(Task item)
Your answer is the lines below, exactly, from the one that contains "negative clicks: (85, 24)" through the one that contains "box: [85, 39, 97, 90]", both included.

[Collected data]
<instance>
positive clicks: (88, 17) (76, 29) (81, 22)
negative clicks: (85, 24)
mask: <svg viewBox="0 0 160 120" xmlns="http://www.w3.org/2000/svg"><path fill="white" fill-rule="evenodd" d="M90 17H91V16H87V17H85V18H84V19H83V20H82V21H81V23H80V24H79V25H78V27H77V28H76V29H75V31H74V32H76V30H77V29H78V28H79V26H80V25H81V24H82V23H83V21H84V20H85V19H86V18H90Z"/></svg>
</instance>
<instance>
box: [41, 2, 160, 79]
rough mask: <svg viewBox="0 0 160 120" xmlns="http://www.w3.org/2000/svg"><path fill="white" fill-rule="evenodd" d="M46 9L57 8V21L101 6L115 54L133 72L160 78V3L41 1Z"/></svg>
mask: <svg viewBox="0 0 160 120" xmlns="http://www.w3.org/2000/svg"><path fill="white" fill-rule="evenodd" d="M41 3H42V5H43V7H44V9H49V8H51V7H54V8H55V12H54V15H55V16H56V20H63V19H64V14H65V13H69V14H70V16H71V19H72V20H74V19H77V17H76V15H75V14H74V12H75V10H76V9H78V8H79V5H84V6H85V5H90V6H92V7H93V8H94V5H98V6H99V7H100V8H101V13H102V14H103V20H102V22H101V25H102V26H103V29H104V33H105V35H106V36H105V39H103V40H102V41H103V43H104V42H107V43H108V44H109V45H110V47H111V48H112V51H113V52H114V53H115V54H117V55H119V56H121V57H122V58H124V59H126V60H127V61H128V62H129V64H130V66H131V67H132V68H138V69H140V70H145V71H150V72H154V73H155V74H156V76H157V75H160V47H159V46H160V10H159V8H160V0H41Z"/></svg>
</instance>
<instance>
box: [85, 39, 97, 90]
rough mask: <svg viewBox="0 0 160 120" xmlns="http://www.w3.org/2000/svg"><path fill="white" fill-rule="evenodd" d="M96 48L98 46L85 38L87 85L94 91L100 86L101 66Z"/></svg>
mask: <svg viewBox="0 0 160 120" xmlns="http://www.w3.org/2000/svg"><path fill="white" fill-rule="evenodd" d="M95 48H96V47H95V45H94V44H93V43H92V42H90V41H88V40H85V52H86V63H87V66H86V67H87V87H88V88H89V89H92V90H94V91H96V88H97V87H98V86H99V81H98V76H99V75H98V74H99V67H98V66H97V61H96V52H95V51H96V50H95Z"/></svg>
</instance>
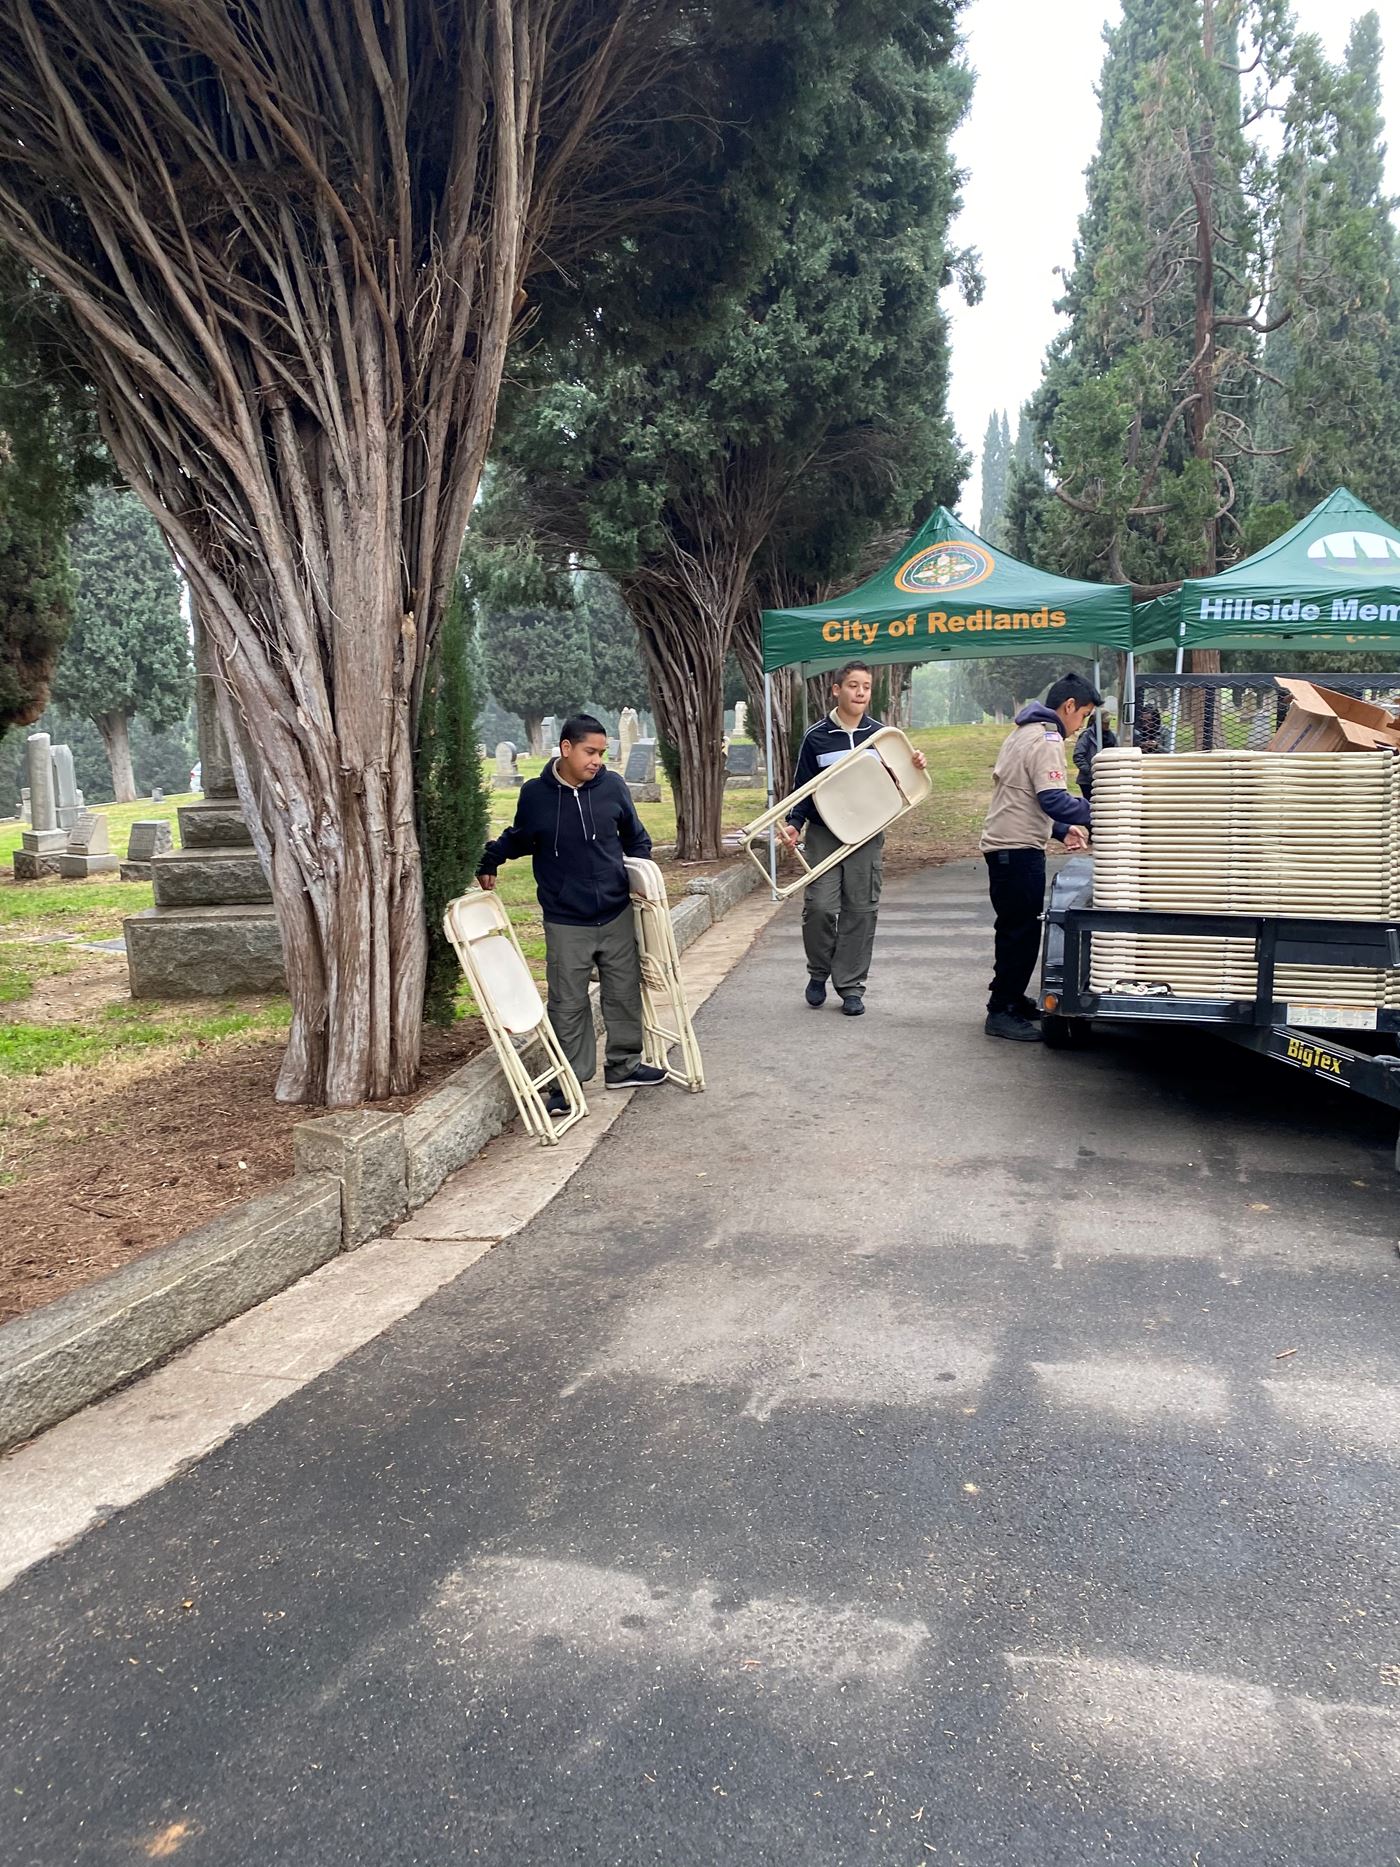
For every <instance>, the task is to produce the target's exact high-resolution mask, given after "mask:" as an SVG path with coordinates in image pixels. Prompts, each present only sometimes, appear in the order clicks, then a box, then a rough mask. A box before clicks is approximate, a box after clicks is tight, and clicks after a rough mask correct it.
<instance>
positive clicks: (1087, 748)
mask: <svg viewBox="0 0 1400 1867" xmlns="http://www.w3.org/2000/svg"><path fill="white" fill-rule="evenodd" d="M1116 743H1118V736H1116V732H1114V730H1113V726H1105V728H1103V747H1101V749H1099V717H1098V713H1090V715H1088V724H1086V726H1085V730H1083V732H1081V734H1079V737H1077V739H1075V771H1077V773H1079V795H1081V797H1083V799H1085V803H1090V799H1092V797H1094V760H1096V758H1098V754H1099V751H1105V752H1107V751H1111V749H1113V747H1114V745H1116Z"/></svg>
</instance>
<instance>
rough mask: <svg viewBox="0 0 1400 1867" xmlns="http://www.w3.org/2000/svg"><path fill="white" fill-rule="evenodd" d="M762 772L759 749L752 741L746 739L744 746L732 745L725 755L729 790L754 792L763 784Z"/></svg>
mask: <svg viewBox="0 0 1400 1867" xmlns="http://www.w3.org/2000/svg"><path fill="white" fill-rule="evenodd" d="M762 771H763V767H762V764H760V760H758V747H756V745H754V743H752V739H745V741H743V745H730V749H728V752H726V754H724V784H726V788H728V790H743V792H752V790H754V788H756V786H760V784H762Z"/></svg>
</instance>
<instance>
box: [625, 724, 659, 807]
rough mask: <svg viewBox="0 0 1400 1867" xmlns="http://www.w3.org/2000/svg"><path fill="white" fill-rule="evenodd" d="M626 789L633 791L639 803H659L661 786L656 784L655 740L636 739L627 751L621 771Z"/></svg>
mask: <svg viewBox="0 0 1400 1867" xmlns="http://www.w3.org/2000/svg"><path fill="white" fill-rule="evenodd" d="M622 777H623V780H625V784H627V790H629V792H631V793H633V797H635V799H637V803H640V805H659V803H661V786H659V784H657V741H655V739H638V741H637V745H633V749H631V752H627V764H625V767H623V773H622Z"/></svg>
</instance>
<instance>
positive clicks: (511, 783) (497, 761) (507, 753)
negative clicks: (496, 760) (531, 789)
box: [491, 739, 525, 792]
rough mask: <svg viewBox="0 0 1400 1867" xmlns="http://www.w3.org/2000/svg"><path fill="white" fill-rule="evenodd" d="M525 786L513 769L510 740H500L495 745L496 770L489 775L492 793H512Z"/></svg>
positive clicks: (514, 752)
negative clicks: (523, 785)
mask: <svg viewBox="0 0 1400 1867" xmlns="http://www.w3.org/2000/svg"><path fill="white" fill-rule="evenodd" d="M521 784H525V779H523V777H521V773H519V771H517V769H515V747H513V745H511V741H510V739H502V741H500V743H498V745H497V769H495V771H493V775H491V790H493V792H513V790H519V786H521Z"/></svg>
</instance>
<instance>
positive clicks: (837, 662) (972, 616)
mask: <svg viewBox="0 0 1400 1867" xmlns="http://www.w3.org/2000/svg"><path fill="white" fill-rule="evenodd" d="M762 620H763V732H765V741H767V771H769V805H773V676H775V672H777V670H778V668H801V670H803V674H818V672H821V670H823V668H833V667H840V663H842V661H851V659H857V657H859V659H861V661H870V663H881V661H939V659H974V657H989V655H1045V653H1055V652H1057V650H1066V652H1070V653H1081V655H1092V657H1098V653H1099V650H1103V648H1122V650H1126V652H1127V657H1129V670H1131V650H1133V599H1131V592H1129V588H1127V584H1094V583H1079V581H1075V579H1073V577H1057V575H1055V573H1053V571H1038V569H1036V568H1034V566H1030V564H1021V560H1019V558H1014V556H1012V554H1010V553H1008V551H999V549H997V547H995V545H989V543H987V541H986V538H978V534H976V532H974V530H971V528H969V526H967V525H963V523H961V519H958V517H954V513H950V512H948V508H946V506H939V508H937V510H935V512H933V513H931V515H930V519H928V521H926V523H924V525H922V526H920V528H918V532H917V534H915V536H913V538H911V540H909V543H907V545H905V547H903V551H900V553H898V554H896V556H894V558H890V562H889V564H887V566H885V569H881V571H875V575H874V577H868V579H866V583H862V584H861V586H859V588H857V590H851V592H849V596H842V597H836V601H833V603H810V605H806V607H805V609H765V611H763V618H762ZM1129 680H1131V674H1129ZM769 861H771V863H773V864H775V863H777V853H775V849H773V838H771V836H769Z"/></svg>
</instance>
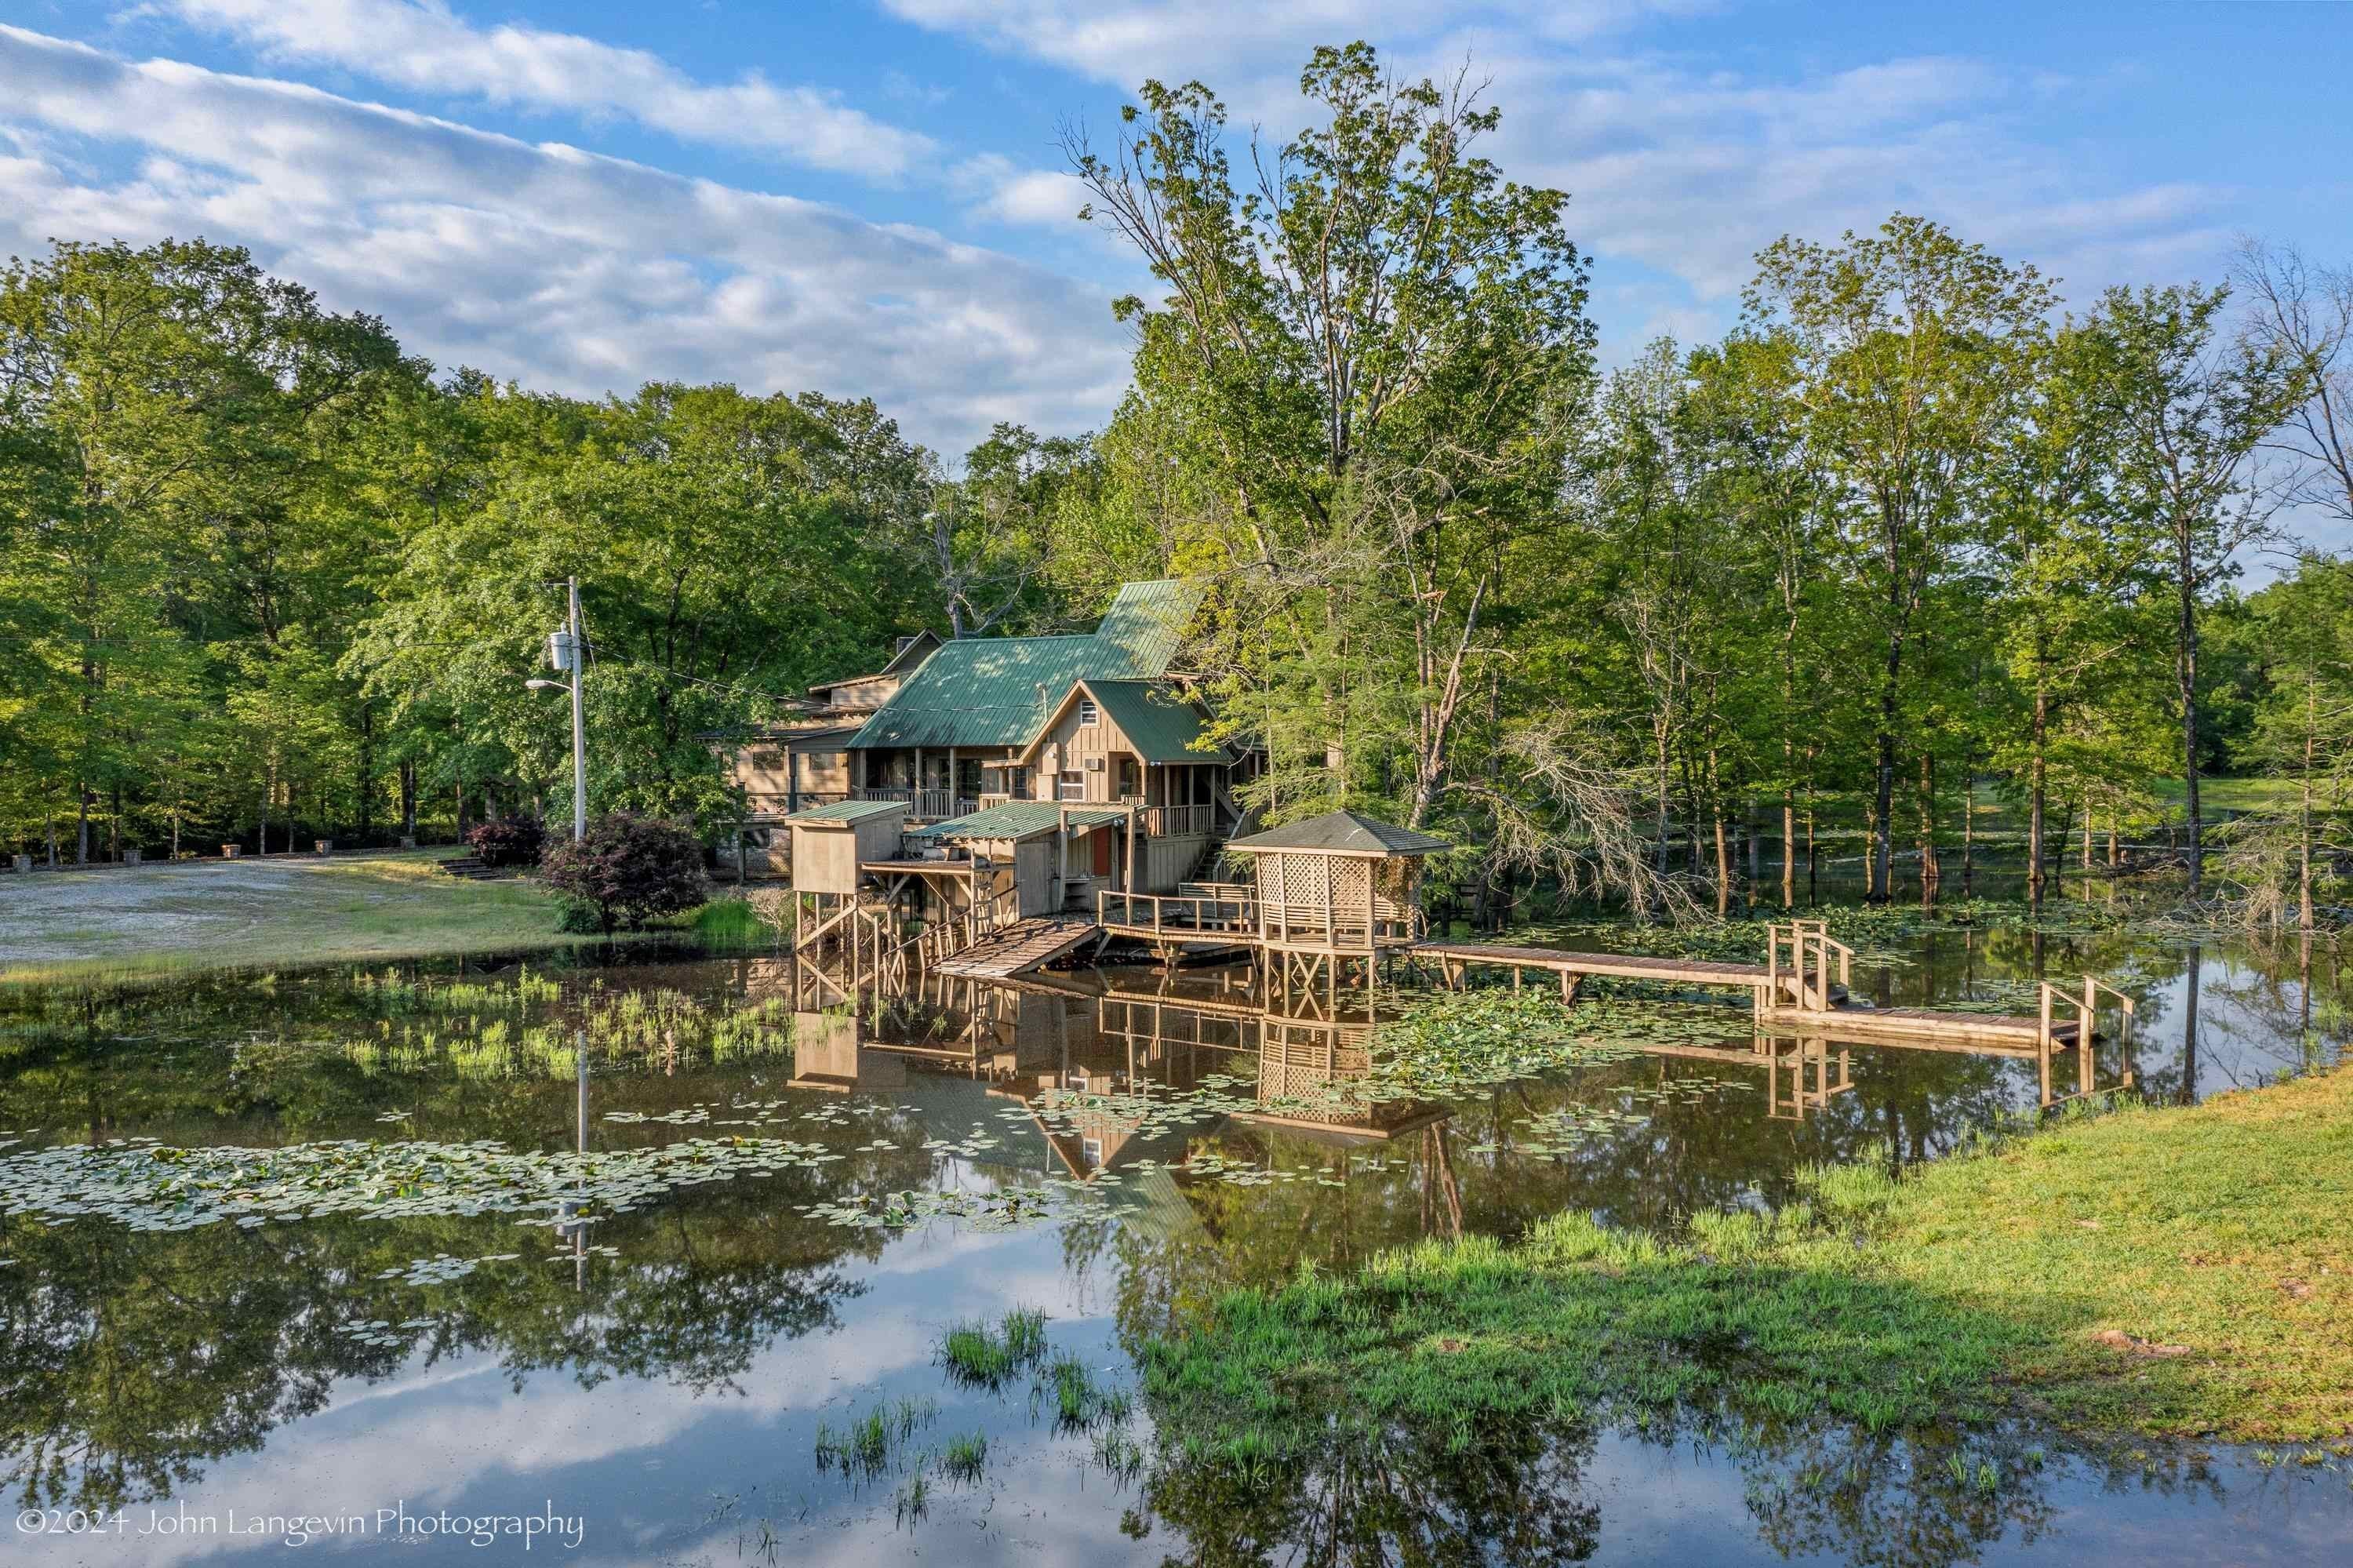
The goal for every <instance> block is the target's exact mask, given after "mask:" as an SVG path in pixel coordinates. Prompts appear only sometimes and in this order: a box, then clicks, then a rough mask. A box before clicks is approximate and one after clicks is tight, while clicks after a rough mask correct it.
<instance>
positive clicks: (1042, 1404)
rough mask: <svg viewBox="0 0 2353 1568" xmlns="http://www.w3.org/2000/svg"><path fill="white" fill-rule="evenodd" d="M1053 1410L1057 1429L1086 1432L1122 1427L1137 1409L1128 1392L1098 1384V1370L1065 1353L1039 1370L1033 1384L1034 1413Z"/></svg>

(Written solution)
negative clicks: (85, 24)
mask: <svg viewBox="0 0 160 120" xmlns="http://www.w3.org/2000/svg"><path fill="white" fill-rule="evenodd" d="M90 17H91V16H87V17H85V18H84V19H83V20H82V21H81V23H80V24H79V25H78V27H77V28H76V29H75V31H74V32H76V30H77V29H78V28H79V26H80V25H81V24H82V23H83V21H84V20H85V19H86V18H90Z"/></svg>
</instance>
<instance>
box: [41, 2, 160, 79]
rough mask: <svg viewBox="0 0 160 120" xmlns="http://www.w3.org/2000/svg"><path fill="white" fill-rule="evenodd" d="M46 9L57 8V21L101 6L115 54L133 72L160 78V3L41 1Z"/></svg>
mask: <svg viewBox="0 0 160 120" xmlns="http://www.w3.org/2000/svg"><path fill="white" fill-rule="evenodd" d="M41 3H42V5H43V7H44V9H49V8H51V7H54V8H55V12H54V15H55V16H56V20H63V19H64V14H65V13H69V14H70V16H71V19H72V20H74V19H77V17H76V15H75V14H74V12H75V10H76V9H78V8H79V5H84V6H85V5H90V6H92V7H93V8H94V5H98V6H99V7H100V8H101V13H102V14H103V20H102V22H101V25H102V26H103V29H104V33H105V35H106V36H105V39H103V40H102V41H103V43H104V42H107V43H108V44H109V45H110V47H111V48H112V51H113V52H114V53H115V54H117V55H119V56H121V57H122V58H124V59H126V60H127V61H128V62H129V64H130V66H131V67H132V68H138V69H140V70H145V71H150V72H154V73H155V74H156V76H157V75H160V47H159V46H160V10H159V8H160V0H41Z"/></svg>
</instance>
<instance>
box: [85, 39, 97, 90]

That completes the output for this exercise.